**TASK REQUIREMENTS:**
Copy out every item below, character for character, with no changes.

**DATASET EXTRACT:**
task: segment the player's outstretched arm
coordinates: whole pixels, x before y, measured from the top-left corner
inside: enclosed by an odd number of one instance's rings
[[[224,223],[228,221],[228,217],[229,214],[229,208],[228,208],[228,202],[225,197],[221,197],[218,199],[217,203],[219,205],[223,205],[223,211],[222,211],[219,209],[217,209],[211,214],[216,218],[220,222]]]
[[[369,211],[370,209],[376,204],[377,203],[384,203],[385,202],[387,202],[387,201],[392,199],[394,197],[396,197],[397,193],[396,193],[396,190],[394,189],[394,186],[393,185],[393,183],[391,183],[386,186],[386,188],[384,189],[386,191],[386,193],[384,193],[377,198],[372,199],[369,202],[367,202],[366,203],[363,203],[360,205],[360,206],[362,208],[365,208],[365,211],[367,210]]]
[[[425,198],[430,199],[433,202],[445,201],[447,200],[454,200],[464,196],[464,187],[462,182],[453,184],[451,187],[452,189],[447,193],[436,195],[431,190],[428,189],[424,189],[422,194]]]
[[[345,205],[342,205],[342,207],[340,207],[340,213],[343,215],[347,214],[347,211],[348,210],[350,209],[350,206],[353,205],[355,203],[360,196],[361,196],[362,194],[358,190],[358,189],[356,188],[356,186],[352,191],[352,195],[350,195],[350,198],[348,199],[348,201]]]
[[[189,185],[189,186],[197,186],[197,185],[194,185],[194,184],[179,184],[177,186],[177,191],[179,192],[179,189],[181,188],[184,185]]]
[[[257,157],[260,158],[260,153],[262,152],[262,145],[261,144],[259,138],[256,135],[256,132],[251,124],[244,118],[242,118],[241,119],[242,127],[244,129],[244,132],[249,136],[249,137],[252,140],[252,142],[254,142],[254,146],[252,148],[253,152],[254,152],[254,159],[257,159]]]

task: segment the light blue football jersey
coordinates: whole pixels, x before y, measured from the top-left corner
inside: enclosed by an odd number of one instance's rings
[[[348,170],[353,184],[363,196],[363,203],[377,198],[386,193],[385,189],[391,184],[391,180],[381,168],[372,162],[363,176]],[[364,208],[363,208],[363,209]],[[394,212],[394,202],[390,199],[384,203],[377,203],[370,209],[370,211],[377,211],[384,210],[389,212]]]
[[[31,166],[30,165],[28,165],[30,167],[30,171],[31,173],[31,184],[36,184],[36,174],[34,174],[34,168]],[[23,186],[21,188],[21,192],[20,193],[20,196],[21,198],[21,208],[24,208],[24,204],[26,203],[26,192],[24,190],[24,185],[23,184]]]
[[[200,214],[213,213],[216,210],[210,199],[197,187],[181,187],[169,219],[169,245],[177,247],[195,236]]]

**OUTPUT:**
task: segment the player's outstretched arm
coordinates: whole pixels, x before y, measured from the top-left corner
inside: enclosed by an odd number of one instance's rings
[[[224,223],[228,221],[228,217],[229,214],[229,208],[228,208],[228,202],[225,197],[221,197],[218,199],[217,203],[219,205],[223,205],[223,211],[222,211],[219,209],[217,209],[211,214],[216,218],[220,222]]]
[[[369,211],[370,209],[376,204],[377,203],[384,203],[385,202],[387,202],[387,201],[392,199],[394,197],[396,197],[397,193],[396,193],[396,190],[394,189],[394,186],[393,185],[393,183],[391,183],[386,186],[386,188],[384,189],[386,191],[386,193],[384,193],[377,198],[372,199],[369,202],[367,202],[366,203],[363,203],[360,205],[360,206],[362,208],[365,208],[365,211],[367,210]]]
[[[425,198],[430,199],[433,202],[445,201],[447,200],[454,200],[464,196],[464,187],[462,182],[453,184],[451,187],[452,189],[447,193],[436,195],[431,190],[428,189],[424,189],[422,194]]]
[[[345,205],[342,205],[342,207],[340,207],[340,213],[343,215],[347,214],[347,211],[348,210],[350,209],[350,206],[353,205],[355,203],[360,196],[361,196],[362,194],[358,190],[358,189],[356,188],[356,186],[352,191],[352,195],[350,195],[350,198],[348,199],[348,201]]]
[[[189,185],[189,186],[197,186],[197,185],[194,185],[194,184],[179,184],[177,186],[177,191],[179,192],[179,189],[181,188],[184,185]]]
[[[257,157],[260,158],[260,153],[262,152],[262,145],[261,144],[259,138],[256,135],[256,132],[251,124],[244,118],[242,118],[241,119],[242,127],[244,129],[244,132],[249,136],[249,137],[252,140],[252,142],[254,142],[254,146],[252,148],[253,152],[254,152],[254,159],[257,159]]]

task: segment the light blue football jersey
coordinates: whole pixels, x before y, measured from the top-left corner
inside: enclosed by an odd number of one instance's rings
[[[348,170],[353,184],[363,196],[363,203],[377,198],[386,193],[385,189],[391,184],[391,180],[381,168],[372,162],[363,176]],[[364,208],[363,208],[363,209]],[[394,212],[394,202],[390,199],[384,203],[377,203],[370,209],[370,211],[377,211],[384,210],[389,212]]]
[[[31,166],[30,165],[28,165],[30,167],[30,171],[31,173],[31,184],[36,184],[36,174],[34,174],[34,168]],[[23,186],[21,188],[21,192],[20,193],[20,196],[21,198],[21,208],[24,208],[24,204],[26,203],[26,192],[24,190],[24,185],[23,184]]]
[[[200,214],[213,213],[216,210],[210,199],[197,187],[181,187],[169,219],[169,245],[177,247],[195,236]]]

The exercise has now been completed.